▸ **EXERCISE**
Can you format the material between the lines holding "[indicate] the lamp" and "(759, 1204)", inclusive, as a numbered list with blank lines dropped? Leave the pictures out of your answer.

▸ **EXTRACTED RECORDS**

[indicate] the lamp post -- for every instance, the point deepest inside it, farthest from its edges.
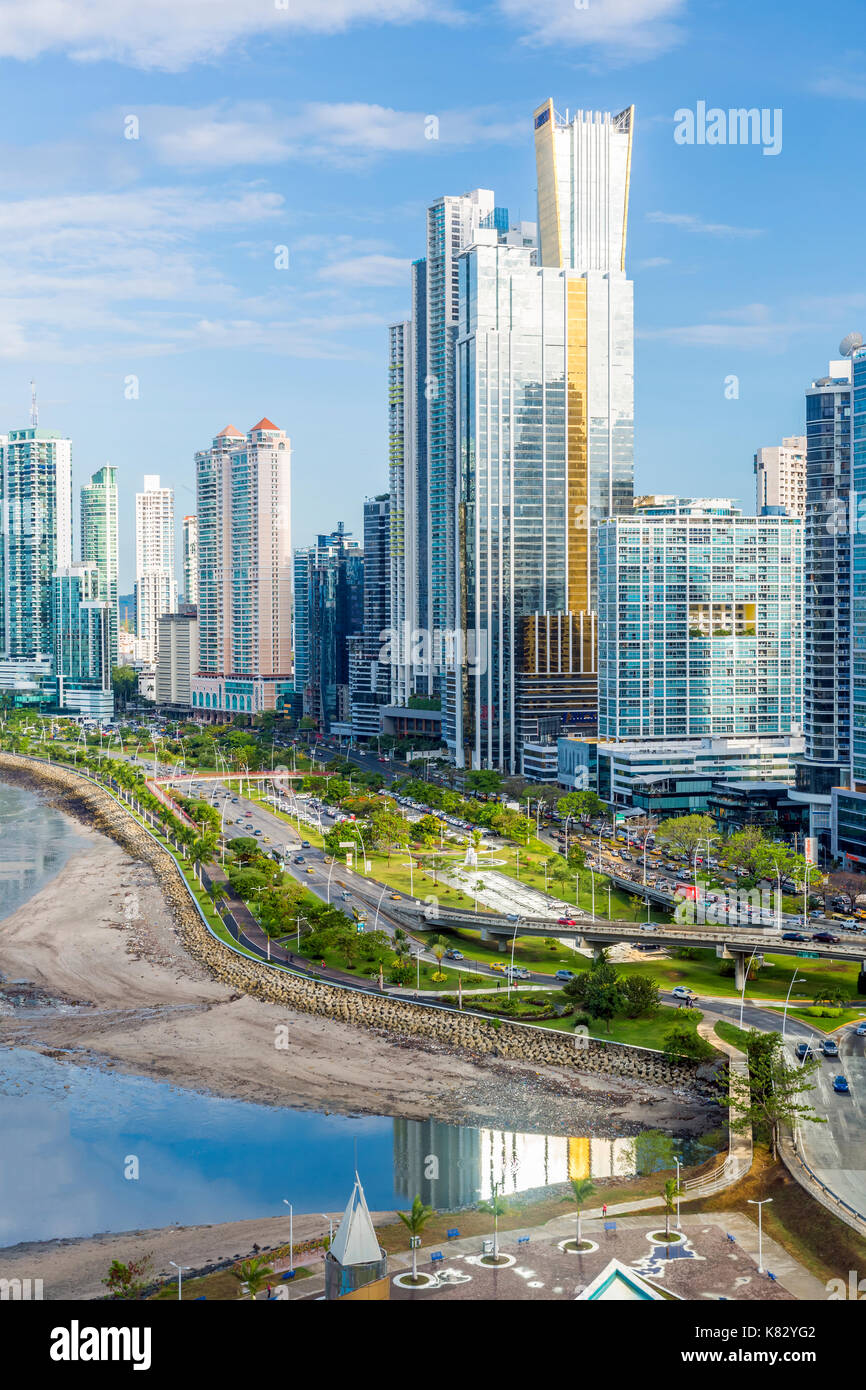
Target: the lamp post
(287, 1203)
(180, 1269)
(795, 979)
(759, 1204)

---

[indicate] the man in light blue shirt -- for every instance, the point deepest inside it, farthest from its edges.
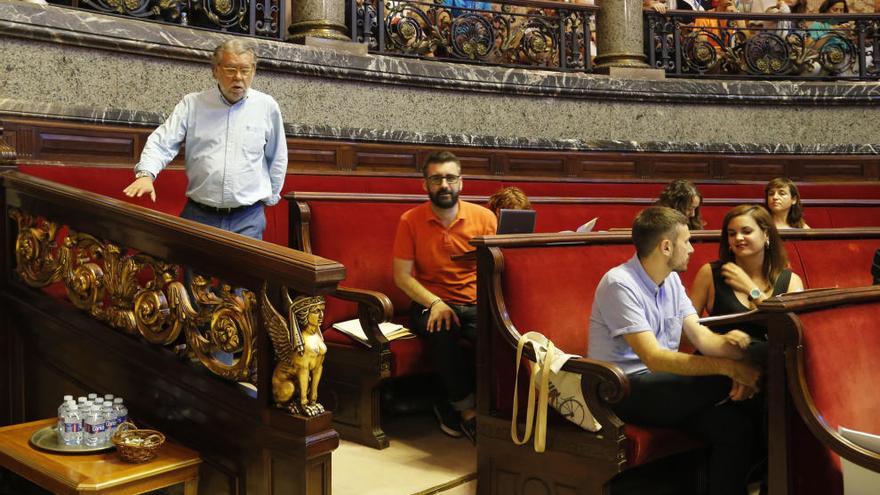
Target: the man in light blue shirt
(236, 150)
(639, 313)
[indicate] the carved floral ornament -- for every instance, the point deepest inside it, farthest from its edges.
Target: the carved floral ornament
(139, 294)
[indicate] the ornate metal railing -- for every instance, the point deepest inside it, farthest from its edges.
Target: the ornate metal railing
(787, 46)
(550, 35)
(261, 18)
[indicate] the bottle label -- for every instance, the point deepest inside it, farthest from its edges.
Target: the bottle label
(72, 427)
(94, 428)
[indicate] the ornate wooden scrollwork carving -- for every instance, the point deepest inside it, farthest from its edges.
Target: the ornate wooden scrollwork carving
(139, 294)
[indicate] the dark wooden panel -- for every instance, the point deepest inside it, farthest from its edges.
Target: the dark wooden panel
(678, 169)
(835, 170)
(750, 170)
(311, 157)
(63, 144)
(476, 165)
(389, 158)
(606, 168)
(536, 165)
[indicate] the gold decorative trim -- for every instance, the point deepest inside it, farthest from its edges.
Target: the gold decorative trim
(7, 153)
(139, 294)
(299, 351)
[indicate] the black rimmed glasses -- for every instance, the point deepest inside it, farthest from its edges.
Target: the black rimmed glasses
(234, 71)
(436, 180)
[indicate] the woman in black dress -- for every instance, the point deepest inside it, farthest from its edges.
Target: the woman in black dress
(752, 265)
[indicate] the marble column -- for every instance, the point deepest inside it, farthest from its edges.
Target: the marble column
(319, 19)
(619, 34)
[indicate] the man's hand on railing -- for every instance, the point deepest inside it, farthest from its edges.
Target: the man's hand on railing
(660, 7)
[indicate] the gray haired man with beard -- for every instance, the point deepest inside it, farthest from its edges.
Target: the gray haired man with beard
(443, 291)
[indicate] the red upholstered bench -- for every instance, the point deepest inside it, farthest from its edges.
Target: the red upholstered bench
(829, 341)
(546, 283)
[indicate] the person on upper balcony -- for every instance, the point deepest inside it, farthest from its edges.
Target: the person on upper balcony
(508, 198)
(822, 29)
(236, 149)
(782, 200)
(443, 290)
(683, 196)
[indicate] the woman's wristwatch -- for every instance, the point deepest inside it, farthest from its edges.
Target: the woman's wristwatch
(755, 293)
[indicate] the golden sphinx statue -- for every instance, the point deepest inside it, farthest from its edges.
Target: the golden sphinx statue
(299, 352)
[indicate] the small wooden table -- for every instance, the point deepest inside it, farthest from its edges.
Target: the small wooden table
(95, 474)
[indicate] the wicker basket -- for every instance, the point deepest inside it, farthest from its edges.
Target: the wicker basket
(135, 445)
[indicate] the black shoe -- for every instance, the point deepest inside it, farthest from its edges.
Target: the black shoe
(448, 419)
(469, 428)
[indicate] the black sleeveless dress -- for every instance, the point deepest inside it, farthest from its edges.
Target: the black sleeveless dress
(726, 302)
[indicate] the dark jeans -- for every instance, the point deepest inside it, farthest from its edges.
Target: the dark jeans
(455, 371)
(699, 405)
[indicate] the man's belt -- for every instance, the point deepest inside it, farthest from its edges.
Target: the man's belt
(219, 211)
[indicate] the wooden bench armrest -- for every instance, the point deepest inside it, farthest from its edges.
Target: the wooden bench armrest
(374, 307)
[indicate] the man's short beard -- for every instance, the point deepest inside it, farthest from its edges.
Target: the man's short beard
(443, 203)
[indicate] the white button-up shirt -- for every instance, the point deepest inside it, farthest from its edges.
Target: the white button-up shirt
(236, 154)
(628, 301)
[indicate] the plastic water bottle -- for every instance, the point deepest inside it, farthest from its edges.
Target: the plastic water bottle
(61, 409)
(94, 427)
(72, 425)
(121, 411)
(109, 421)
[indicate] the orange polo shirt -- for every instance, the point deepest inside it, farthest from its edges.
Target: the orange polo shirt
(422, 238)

▸ **FINISHED ANSWER**
1. [indicate] the lamp post -- for every instance, the point deepest inside it, farthest from its edges.
2. Target: the lamp post
3. (287, 1203)
4. (180, 1269)
5. (795, 979)
6. (759, 1204)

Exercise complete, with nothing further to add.